▶ _What the exercise asks_
Count the lines in the records below that contain the string "grass", treating uppercase and lowercase letters as distinct. Reply with the number alone.

* BEGIN Data for the task *

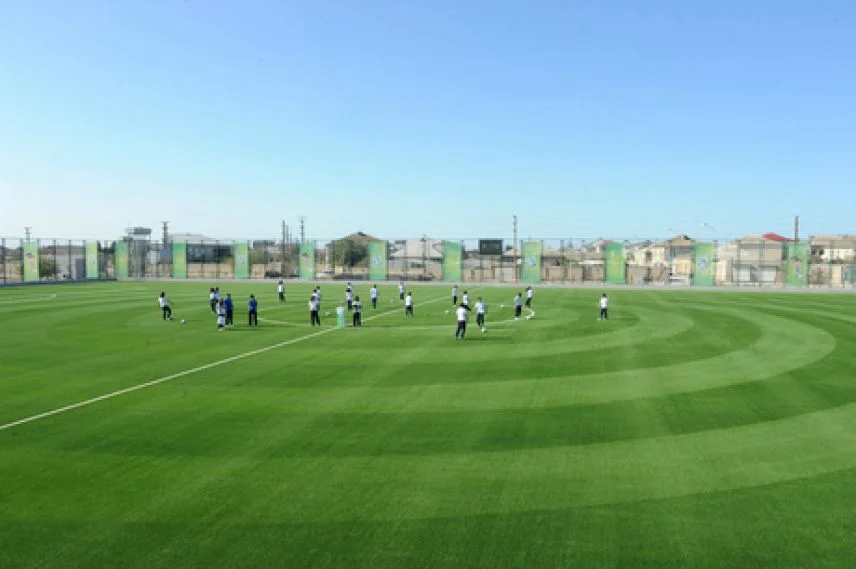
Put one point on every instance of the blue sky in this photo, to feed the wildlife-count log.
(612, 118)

* END Data for the task *
* BEGIN Data for the task *

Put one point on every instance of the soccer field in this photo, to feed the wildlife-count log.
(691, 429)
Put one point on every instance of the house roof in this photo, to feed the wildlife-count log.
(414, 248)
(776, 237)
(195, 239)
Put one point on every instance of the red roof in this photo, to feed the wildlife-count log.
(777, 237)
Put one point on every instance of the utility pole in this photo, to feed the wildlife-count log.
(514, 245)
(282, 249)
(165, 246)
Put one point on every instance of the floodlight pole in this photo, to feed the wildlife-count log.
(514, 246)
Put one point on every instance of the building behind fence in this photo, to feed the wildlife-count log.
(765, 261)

* END Data for the task *
* BEGIN Data for the task *

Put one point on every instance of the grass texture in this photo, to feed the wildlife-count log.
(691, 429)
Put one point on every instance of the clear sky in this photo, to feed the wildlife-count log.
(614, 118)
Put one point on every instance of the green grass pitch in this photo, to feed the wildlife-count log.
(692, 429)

* END Data for the task *

▶ _Complete answer_
2